Record excerpts:
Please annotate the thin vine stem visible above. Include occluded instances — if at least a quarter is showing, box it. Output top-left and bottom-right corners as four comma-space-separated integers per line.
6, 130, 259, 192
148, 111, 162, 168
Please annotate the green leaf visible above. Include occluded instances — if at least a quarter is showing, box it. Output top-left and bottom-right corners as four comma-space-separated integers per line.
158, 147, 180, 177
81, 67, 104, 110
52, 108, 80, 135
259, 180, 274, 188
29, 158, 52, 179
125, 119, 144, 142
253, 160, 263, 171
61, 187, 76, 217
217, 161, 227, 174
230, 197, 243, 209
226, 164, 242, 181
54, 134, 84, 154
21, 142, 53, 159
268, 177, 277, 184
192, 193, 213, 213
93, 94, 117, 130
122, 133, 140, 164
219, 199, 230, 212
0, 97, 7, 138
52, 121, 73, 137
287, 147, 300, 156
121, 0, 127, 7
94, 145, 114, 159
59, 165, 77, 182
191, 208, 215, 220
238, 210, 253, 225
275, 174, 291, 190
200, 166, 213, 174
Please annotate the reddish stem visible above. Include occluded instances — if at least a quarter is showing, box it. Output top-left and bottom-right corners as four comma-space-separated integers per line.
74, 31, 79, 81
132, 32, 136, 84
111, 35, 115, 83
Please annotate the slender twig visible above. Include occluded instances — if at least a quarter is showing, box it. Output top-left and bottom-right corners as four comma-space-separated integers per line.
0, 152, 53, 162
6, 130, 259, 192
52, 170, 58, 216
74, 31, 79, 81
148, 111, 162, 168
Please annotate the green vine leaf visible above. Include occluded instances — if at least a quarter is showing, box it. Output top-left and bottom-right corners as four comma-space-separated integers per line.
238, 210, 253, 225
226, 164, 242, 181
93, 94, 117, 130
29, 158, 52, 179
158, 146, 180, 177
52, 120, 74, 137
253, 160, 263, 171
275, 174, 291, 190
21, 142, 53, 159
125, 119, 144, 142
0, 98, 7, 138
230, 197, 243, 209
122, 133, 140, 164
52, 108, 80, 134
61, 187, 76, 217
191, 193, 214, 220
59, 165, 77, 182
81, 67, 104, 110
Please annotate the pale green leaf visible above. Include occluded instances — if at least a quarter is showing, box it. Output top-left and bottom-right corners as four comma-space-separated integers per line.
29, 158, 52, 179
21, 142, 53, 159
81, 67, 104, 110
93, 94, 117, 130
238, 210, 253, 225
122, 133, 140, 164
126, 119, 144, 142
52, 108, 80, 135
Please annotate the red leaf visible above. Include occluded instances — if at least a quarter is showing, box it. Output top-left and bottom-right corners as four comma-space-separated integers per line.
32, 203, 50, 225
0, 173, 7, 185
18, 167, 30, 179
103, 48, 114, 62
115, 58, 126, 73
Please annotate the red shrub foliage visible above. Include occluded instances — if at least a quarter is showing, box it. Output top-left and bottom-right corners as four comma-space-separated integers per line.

...

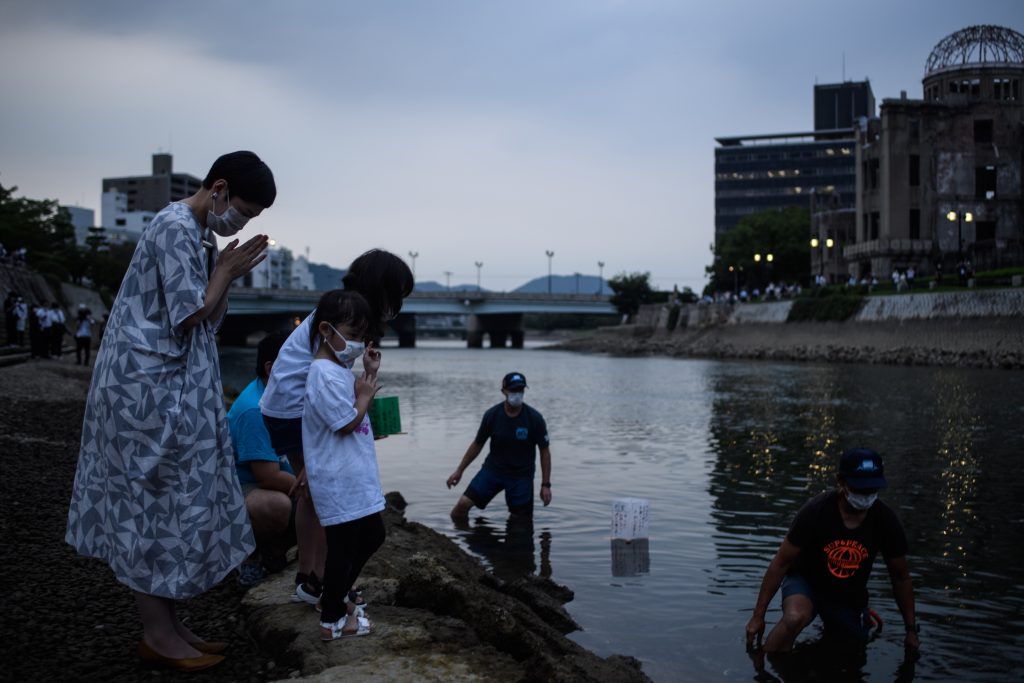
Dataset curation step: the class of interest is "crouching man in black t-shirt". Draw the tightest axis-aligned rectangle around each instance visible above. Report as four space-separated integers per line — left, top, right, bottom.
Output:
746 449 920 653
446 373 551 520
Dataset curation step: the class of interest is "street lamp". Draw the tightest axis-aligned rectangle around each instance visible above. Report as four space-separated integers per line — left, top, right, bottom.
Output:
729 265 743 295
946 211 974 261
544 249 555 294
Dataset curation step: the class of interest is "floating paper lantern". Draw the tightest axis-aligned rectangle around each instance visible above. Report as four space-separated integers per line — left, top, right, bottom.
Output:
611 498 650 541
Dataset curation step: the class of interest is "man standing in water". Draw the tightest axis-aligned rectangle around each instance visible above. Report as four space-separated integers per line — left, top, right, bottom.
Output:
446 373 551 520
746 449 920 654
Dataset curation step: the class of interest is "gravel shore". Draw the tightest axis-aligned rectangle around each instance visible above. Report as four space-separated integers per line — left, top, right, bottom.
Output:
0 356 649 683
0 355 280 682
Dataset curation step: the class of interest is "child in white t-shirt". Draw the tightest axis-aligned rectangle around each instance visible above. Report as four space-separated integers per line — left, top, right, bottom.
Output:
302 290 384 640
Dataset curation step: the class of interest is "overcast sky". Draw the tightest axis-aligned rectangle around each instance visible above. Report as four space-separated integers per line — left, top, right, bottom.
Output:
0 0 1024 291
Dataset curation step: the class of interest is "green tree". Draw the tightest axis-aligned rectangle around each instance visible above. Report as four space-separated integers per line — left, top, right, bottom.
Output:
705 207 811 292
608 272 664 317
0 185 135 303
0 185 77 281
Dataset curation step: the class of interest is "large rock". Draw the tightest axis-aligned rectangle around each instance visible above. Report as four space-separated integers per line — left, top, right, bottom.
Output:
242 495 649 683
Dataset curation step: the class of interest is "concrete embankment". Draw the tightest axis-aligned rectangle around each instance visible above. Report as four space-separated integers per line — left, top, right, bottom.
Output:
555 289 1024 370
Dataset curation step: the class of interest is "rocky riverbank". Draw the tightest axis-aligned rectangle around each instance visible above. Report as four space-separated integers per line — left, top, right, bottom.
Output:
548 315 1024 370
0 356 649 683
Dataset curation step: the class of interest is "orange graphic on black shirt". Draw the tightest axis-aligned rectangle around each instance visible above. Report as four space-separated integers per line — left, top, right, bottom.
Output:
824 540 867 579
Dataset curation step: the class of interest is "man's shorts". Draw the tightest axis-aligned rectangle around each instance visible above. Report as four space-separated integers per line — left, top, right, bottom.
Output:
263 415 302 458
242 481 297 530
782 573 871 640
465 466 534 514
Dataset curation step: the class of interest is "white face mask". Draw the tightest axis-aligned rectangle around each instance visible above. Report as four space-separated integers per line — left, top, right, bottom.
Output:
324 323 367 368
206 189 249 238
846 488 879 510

...

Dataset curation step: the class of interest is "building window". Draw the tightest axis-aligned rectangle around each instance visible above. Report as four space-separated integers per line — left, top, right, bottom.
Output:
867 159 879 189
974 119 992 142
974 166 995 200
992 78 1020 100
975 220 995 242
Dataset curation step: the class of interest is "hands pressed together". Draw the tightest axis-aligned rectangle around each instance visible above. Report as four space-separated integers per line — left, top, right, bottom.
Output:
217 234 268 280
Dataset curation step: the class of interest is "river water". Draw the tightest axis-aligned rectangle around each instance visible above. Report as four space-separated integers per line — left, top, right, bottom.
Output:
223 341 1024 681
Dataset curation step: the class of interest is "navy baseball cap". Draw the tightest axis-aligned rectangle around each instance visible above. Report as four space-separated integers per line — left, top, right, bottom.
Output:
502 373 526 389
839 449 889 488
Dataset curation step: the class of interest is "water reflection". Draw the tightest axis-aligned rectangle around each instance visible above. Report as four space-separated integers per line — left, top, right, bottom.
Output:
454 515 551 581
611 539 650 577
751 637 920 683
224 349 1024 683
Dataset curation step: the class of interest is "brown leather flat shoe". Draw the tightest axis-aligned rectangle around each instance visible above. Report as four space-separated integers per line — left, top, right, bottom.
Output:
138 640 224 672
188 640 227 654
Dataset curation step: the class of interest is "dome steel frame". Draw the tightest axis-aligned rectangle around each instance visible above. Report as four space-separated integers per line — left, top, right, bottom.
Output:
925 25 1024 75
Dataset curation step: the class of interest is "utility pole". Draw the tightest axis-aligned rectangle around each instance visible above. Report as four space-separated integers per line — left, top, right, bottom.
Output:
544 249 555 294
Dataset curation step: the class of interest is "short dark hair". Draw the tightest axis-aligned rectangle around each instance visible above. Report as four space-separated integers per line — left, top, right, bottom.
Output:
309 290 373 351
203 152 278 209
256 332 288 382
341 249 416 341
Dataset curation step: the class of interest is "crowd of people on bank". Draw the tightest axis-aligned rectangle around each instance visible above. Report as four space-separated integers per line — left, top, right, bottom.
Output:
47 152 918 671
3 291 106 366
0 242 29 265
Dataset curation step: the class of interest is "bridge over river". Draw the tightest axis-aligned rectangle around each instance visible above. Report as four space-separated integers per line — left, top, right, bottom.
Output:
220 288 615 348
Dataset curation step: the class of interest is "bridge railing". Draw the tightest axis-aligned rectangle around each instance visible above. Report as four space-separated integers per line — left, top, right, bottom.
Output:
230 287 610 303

Problem requirements: Copy the entries above word for word, from the line with "Please annotate the thin" to the line with "200, 166, 213, 174", including both of those lines.

Solved exercise:
Please annotate the thin vine stem visible above. Include occluded instances — if at least a quarter is showing, box it. Output top-left and bottom-right corners as four comma-space-separated integers per line.
6, 130, 259, 192
148, 111, 162, 168
Please annotate the green leaf visible above. Include occluded instances — if at least a quarter is showing, box it. Output top-left and bottom-right corners as four comma-space-separated integers per line.
158, 147, 180, 177
81, 67, 104, 110
52, 108, 80, 135
259, 180, 274, 188
29, 158, 52, 179
125, 119, 144, 142
253, 160, 263, 171
61, 187, 76, 217
217, 161, 227, 174
230, 197, 243, 209
226, 164, 242, 181
54, 134, 84, 154
21, 142, 53, 159
268, 177, 277, 184
192, 193, 213, 213
93, 94, 117, 130
122, 133, 140, 164
219, 199, 230, 212
0, 97, 7, 138
52, 121, 73, 137
287, 147, 300, 156
121, 0, 127, 7
94, 145, 114, 159
59, 165, 77, 182
191, 208, 215, 220
238, 210, 253, 225
275, 174, 291, 190
200, 166, 213, 174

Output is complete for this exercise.